>> BEGIN INPUT RECORDS

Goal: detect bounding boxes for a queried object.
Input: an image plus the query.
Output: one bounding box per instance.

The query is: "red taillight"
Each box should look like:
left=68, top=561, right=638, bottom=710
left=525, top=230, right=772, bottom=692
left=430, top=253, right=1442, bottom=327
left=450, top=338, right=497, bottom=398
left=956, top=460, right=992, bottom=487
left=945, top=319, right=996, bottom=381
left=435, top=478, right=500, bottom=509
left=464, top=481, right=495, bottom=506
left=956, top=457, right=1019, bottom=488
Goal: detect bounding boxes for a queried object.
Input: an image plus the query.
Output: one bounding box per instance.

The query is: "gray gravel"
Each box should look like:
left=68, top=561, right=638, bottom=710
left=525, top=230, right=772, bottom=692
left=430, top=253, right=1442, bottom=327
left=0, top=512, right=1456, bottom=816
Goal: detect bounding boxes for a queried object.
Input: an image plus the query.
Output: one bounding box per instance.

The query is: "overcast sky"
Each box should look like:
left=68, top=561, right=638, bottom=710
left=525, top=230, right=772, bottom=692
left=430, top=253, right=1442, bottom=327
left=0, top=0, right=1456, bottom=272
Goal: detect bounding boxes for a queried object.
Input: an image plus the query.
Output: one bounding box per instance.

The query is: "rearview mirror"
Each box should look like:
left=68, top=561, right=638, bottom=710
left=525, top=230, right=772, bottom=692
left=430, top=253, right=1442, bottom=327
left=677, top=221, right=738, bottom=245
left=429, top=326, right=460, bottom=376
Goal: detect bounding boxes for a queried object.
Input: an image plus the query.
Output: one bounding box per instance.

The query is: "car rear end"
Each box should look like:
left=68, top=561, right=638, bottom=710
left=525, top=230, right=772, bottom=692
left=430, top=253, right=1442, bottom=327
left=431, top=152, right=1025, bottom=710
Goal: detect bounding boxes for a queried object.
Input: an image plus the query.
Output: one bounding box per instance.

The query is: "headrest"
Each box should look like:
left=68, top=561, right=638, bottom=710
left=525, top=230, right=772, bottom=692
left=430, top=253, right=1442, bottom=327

>> END INPUT RECORDS

Copy out the lines from the first one above through the line with "left=431, top=152, right=1025, bottom=710", requests included, and shift every bounding-box coordinate in the answers by adding 49 to it.

#### TASK OUTPUT:
Goal: detect bounding boxes for a queried object.
Input: an image plus the query.
Output: one bounding box per instance.

The query is: "red taillight"
Each box should look like:
left=68, top=561, right=638, bottom=710
left=525, top=230, right=772, bottom=692
left=430, top=253, right=1442, bottom=327
left=499, top=387, right=546, bottom=447
left=1005, top=509, right=1041, bottom=536
left=994, top=368, right=1045, bottom=430
left=484, top=527, right=549, bottom=558
left=513, top=530, right=544, bottom=555
left=1005, top=506, right=1068, bottom=537
Goal: detect bounding boxes for a queried object.
Input: an image plus the query.
Output: one bounding box per instance.

The query is: "gray gravel"
Each box should look like:
left=68, top=561, right=638, bottom=710
left=525, top=230, right=772, bottom=692
left=430, top=253, right=1442, bottom=327
left=49, top=561, right=1505, bottom=865
Goal: detect bounding boxes for a queried object.
Input: an image plus the query.
Output: one bounding box per instance.

The query is: "overcast sky"
Each box should look like:
left=68, top=561, right=638, bottom=710
left=525, top=230, right=772, bottom=692
left=430, top=253, right=1442, bottom=327
left=49, top=49, right=1505, bottom=321
Goal: detect bounding boxes for a queried object.
Input: an image plus the query.
Output: one bounding box per instance.

The query is: "rearview mirror"
Each box should look like:
left=68, top=561, right=638, bottom=710
left=525, top=230, right=772, bottom=692
left=430, top=253, right=1442, bottom=327
left=726, top=270, right=787, bottom=294
left=478, top=375, right=509, bottom=425
Goal: detect bounding boxes for a queried object.
Input: an image plus the query.
Output: one bounding box per instance.

The query is: "car rear end"
Each box should look like:
left=68, top=561, right=638, bottom=710
left=525, top=230, right=772, bottom=692
left=430, top=253, right=1442, bottom=327
left=480, top=201, right=1074, bottom=759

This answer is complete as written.